▸ **WHAT IS NEEDED**
Copy every line of the records below, request lines included, and offset each coordinate by adding 5 to both of its numbers. Leave the numbers in the request lines unchanged.
## begin DATA PROVIDED
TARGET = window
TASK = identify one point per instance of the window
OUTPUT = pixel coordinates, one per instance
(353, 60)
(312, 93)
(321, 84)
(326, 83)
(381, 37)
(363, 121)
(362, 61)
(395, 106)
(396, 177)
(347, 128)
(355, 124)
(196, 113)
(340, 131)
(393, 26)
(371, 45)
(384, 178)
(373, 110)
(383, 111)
## end DATA PROVIDED
▸ **RESPONSE FOR THIS EXERCISE**
TARGET = window
TASK = identify one point per instance of the window
OUTPUT = pixel coordinates, one per instance
(358, 65)
(317, 98)
(326, 89)
(331, 88)
(386, 42)
(368, 126)
(367, 66)
(400, 111)
(401, 182)
(352, 133)
(360, 129)
(201, 118)
(345, 136)
(398, 31)
(376, 50)
(389, 183)
(378, 115)
(388, 116)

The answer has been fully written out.